-- Begin DATA ENTRIES --

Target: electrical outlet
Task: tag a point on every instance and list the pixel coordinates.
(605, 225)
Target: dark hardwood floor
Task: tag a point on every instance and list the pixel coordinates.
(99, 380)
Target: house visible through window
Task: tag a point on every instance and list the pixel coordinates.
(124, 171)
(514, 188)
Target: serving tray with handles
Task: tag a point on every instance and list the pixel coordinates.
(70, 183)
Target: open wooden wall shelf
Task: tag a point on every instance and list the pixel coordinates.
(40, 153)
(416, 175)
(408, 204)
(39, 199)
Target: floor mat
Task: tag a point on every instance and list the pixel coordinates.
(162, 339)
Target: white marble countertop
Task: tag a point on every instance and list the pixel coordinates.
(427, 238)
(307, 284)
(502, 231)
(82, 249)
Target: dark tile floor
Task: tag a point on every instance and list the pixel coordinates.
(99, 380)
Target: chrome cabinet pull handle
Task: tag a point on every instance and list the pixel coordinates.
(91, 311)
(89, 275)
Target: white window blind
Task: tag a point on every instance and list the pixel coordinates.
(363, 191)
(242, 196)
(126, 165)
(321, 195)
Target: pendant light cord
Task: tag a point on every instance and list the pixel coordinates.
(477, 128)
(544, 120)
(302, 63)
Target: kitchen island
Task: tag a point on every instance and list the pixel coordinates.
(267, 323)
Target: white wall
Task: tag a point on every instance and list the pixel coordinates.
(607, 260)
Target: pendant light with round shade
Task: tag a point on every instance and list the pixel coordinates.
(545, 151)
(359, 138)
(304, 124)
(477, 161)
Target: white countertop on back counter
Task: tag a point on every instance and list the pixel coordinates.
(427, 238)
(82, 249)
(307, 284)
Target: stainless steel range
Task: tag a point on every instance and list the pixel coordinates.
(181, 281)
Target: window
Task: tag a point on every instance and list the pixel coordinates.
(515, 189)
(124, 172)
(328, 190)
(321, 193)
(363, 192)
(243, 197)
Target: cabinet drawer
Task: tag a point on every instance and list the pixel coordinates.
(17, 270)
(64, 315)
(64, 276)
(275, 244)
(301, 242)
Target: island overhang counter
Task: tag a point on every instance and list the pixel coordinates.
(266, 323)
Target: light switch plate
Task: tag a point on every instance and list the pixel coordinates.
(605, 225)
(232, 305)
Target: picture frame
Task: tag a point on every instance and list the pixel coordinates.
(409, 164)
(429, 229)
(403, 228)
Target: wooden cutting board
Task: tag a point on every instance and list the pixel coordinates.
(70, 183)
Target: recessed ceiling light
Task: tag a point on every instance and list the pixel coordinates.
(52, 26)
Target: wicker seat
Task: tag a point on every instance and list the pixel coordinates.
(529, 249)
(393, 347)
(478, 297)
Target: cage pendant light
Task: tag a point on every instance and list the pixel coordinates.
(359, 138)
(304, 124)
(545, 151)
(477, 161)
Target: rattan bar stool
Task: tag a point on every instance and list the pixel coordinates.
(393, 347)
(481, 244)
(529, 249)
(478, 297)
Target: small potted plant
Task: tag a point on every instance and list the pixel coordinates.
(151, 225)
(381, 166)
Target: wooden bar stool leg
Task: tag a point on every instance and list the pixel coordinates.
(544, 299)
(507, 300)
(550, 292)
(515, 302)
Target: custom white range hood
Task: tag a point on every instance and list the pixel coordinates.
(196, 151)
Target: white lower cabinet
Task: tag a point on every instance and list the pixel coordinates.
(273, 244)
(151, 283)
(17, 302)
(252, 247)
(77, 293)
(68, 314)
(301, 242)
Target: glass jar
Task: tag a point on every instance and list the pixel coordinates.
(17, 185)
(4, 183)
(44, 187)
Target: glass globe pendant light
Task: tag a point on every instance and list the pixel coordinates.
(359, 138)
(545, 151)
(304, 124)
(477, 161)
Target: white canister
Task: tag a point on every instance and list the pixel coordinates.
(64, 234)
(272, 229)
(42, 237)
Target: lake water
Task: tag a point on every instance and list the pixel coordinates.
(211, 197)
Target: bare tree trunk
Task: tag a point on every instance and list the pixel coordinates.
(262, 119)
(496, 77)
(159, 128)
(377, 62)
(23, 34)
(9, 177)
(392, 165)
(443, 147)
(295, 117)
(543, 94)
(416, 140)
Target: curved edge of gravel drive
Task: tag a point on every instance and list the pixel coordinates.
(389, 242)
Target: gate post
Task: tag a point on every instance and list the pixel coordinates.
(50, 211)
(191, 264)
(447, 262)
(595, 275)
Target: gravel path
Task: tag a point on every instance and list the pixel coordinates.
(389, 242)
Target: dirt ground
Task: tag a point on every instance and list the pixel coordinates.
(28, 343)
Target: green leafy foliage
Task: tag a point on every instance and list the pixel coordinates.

-- End DATA ENTRIES --

TO BE DONE: Please change "tag a point" to "place a point" everywhere in the material above and reproduce the full material, with everything else unchanged.

COMPLETE RESPONSE:
Target: electrical outlet
Task: place a point on every instance and list the pixel coordinates.
(605, 225)
Target: dark hardwood floor
Task: place a point on every instance and list the pixel coordinates.
(99, 380)
Target: house visible through window
Task: place a point on every instance and list the pixel coordinates.
(124, 171)
(514, 188)
Target: serving tray with handles
Task: place a point on every instance and list the pixel coordinates.
(70, 183)
Target: open wooden wall shelf
Task: place a point on every instance and list the pixel coordinates.
(40, 153)
(416, 175)
(408, 204)
(39, 199)
Target: floor mat
Task: place a point on every instance and list the pixel coordinates.
(162, 339)
Target: white marble countertop
Task: place a point on every instance and list the pixel coordinates.
(427, 238)
(307, 284)
(502, 231)
(82, 249)
Target: dark tile floor
Task: place a point on every instance and list the pixel coordinates.
(99, 380)
Target: chrome cabinet pull handle
Task: place a point on every instance and list the pixel coordinates.
(91, 311)
(89, 275)
Target: white window blind
Task: place a point on every instance and list the pixel coordinates.
(363, 191)
(242, 196)
(126, 165)
(321, 195)
Target: pendant light cord
Task: place a point on every instance and list the pixel coordinates.
(477, 128)
(544, 120)
(302, 63)
Target: kitchen island
Task: place a point on every instance and list the pixel coordinates.
(267, 323)
Target: white wall
Task: place a point on every instance and list the pixel coordinates.
(607, 260)
Target: pendant light with round shade
Task: place a point on every instance and list the pixel coordinates.
(545, 151)
(359, 138)
(304, 124)
(477, 161)
Target: white countertop on back counter
Task: place a point on every instance and list the pixel coordinates.
(427, 238)
(82, 249)
(307, 284)
Target: stainless steel range
Task: place a point on every instance and list the pixel coordinates.
(181, 281)
Target: window
Task: place a point on every instance and list the pixel coordinates.
(515, 189)
(124, 172)
(328, 190)
(321, 193)
(363, 192)
(243, 197)
Target: cabinet drawer
Task: place a point on every instance and list the pixel coordinates.
(17, 270)
(64, 315)
(64, 276)
(275, 244)
(301, 242)
Target: island overhang counter
Task: place a point on every instance and list the pixel coordinates.
(266, 323)
Target: light switch plate
Task: place a point on every instance and list the pixel coordinates.
(605, 225)
(232, 305)
Target: picture frame
Task: place a point on every instance and list the pixel coordinates.
(409, 164)
(429, 229)
(403, 228)
Target: wooden cutting board
Task: place a point on every instance and list the pixel coordinates.
(70, 183)
Target: recessed ceiling light
Task: place a point on every instance and list the pixel coordinates.
(52, 26)
Target: wicker seat
Task: place a point on every instance and list the pixel coordinates.
(529, 249)
(393, 347)
(478, 297)
Target: cage pendant light
Task: place a point on every instance and list the pixel coordinates.
(359, 138)
(304, 124)
(545, 151)
(477, 161)
Target: rattan bar stool
Task: place a point on every instance and list the pixel coordinates.
(393, 347)
(481, 244)
(529, 249)
(478, 297)
Target: small potted plant
Task: place a point on every instance and list the pixel coordinates.
(151, 225)
(381, 166)
Target: wooden bar stool leg
Task: place a point on every instance and list the pixel coordinates.
(544, 299)
(507, 300)
(550, 292)
(515, 302)
Target: custom white range hood
Task: place a point on every instance and list the pixel coordinates.
(196, 151)
Target: white lower cabinet
Task: place a point on every instance and list the pixel coordinates.
(273, 244)
(151, 283)
(17, 302)
(252, 247)
(77, 293)
(68, 314)
(301, 242)
Target: glass jar
Task: place a point on every instance and list the pixel coordinates.
(17, 185)
(4, 183)
(44, 187)
Target: glass globe pendant light
Task: place a point on every instance and list the pixel coordinates.
(359, 138)
(545, 151)
(304, 124)
(477, 161)
Target: white canister
Task: place a point on every instance and list the pixel coordinates.
(64, 234)
(272, 229)
(42, 237)
Target: lake water
Task: place a point on every instance and list the pixel coordinates.
(211, 197)
Target: bare tree trunk
Task: place a point on every instance and list the pixel coordinates.
(262, 119)
(496, 77)
(159, 128)
(377, 62)
(23, 34)
(9, 177)
(392, 165)
(443, 147)
(295, 117)
(543, 94)
(416, 140)
Target: curved edge of gravel drive
Task: place a point on every instance and list the pixel coordinates.
(389, 242)
Target: gate post
Task: place a point on every instance and list the pixel coordinates.
(50, 211)
(191, 264)
(447, 262)
(595, 275)
Target: gravel path
Task: place a point on every instance and list the pixel coordinates.
(389, 242)
Target: dirt ground
Task: place a point on every instance and list the pixel coordinates.
(28, 343)
Target: green leafy foliage
Task: place a point on every instance and list the pixel coordinates.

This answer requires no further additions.